**Excerpted records:**
____________

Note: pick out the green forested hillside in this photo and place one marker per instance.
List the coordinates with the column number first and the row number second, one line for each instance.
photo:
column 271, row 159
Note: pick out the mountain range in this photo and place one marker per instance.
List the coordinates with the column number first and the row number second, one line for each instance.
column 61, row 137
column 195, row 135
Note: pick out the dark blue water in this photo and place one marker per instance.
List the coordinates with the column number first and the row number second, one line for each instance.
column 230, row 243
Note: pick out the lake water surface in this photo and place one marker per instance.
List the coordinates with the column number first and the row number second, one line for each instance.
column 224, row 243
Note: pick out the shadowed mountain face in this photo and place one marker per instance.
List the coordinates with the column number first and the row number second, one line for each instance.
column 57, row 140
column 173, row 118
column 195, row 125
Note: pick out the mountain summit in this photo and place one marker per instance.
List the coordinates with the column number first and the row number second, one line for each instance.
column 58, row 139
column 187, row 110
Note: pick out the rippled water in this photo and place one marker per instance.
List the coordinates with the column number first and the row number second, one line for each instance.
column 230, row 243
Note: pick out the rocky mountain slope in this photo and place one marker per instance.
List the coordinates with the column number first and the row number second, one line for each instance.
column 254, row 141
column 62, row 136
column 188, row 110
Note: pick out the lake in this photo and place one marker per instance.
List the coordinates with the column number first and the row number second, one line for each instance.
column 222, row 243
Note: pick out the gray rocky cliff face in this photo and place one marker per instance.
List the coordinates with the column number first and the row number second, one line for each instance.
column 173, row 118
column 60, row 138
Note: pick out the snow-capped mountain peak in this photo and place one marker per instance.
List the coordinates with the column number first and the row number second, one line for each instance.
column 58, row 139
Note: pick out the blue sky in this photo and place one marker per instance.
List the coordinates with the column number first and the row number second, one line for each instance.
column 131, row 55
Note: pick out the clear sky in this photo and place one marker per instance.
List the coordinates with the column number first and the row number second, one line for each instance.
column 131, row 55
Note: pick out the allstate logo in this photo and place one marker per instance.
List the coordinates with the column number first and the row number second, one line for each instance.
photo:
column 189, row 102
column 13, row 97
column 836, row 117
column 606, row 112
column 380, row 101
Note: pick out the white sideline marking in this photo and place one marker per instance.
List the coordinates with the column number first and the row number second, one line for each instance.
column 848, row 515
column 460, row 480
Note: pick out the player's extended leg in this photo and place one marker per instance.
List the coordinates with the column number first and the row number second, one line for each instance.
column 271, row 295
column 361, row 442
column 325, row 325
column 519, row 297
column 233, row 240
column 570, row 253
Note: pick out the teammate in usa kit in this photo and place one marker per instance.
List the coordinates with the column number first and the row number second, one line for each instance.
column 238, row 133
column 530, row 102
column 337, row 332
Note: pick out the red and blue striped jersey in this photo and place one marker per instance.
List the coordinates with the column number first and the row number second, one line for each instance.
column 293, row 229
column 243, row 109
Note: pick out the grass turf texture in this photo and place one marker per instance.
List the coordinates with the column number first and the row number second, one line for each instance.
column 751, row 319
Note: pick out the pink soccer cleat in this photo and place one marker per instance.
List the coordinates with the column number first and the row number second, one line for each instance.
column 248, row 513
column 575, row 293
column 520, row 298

____________

**About this task:** Reproduce the data shown above with every line intact.

**Problem solution:**
Note: pick out the green forested hillside in this photo and place one marker per instance.
List the coordinates with the column number first and the row number second, one line for each instance.
photo:
column 271, row 159
Note: pick out the mountain range in this photo and place one marker per instance.
List the coordinates with the column number first and the row number second, one line for each instance.
column 61, row 137
column 195, row 135
Note: pick out the dark blue water in this photo and place one marker per instance.
List the coordinates with the column number first and the row number second, one line for each instance.
column 230, row 243
Note: pick out the lake water surface in this photo and place one marker per instance.
List the coordinates with the column number first and the row number second, one line for each instance.
column 224, row 243
Note: pick out the shadowed mountain face in this photo and place one marker per instance.
List the coordinates with the column number first and the row number second, one line for each instance.
column 57, row 140
column 173, row 118
column 195, row 125
Note: pick out the mountain summit in this photo and place one marker per instance.
List the coordinates with the column number first and the row number second, one line for each instance.
column 58, row 139
column 187, row 110
Note: pick out the rippled water in this photo and place one marker per instance.
List the coordinates with the column number first and the row number second, one line for each instance.
column 230, row 243
Note: pick out the rocky mountain slope in this photo and place one marker per instance.
List the coordinates with the column number first and the row number second, one line for each instance.
column 254, row 141
column 62, row 136
column 188, row 110
Note: pick out the lake in this photo and place one marker per instance.
List the coordinates with the column number first and the row number second, one line for each instance.
column 222, row 243
Note: pick out the gray rocky cliff face in this photo and place one marker per instance.
List the coordinates with the column number first and the row number second, one line for each instance.
column 173, row 118
column 60, row 138
Note: pick out the snow-capped mountain peak in this photo and place one marker per instance.
List the coordinates with the column number first and the row number second, one line for each instance.
column 58, row 139
Note: pick out the blue sky in this photo and place one marker per instance.
List the coordinates with the column number first and the row number second, one line for each instance.
column 131, row 55
Note: pick out the clear sky in this photo and place one marker per instance.
List the coordinates with the column number first and the row number second, one line for each instance.
column 131, row 55
Note: pick out the allstate logo in this photo and place one marker per instance.
List the coordinates with the column number first and the row number second, one line for each instance.
photo:
column 189, row 102
column 13, row 97
column 836, row 117
column 606, row 112
column 380, row 101
Note: pick out the white sideline marking in this photo and place one marker per instance.
List the coordinates with the column number first and the row number second, one line for each instance.
column 848, row 515
column 460, row 480
Note: pick out the player's extended leg in this photo and place one marker per instance.
List the coordinates with the column number first and the row number second, one line for each instance.
column 271, row 295
column 361, row 442
column 325, row 325
column 519, row 297
column 233, row 240
column 570, row 253
Note: pick out the teammate in usa kit in this photo and place one marker per instance.
List the coordinates with the column number first and the row number second, one line for each instance.
column 238, row 133
column 530, row 102
column 337, row 332
Note: pick out the red and blue striped jersey in this photo and place one marker per instance.
List the coordinates with the column number first and the row number second, one line for each instance.
column 293, row 229
column 243, row 109
Note: pick out the grass turf texture in this photo and place one marker per instance.
List the coordinates with the column number first and the row number second, one line for each instance.
column 751, row 319
Note: pick out the pink soccer cleat in this photo and place one marker per instance.
List the coordinates with the column number first and the row number second, one line for each instance.
column 248, row 513
column 575, row 293
column 520, row 298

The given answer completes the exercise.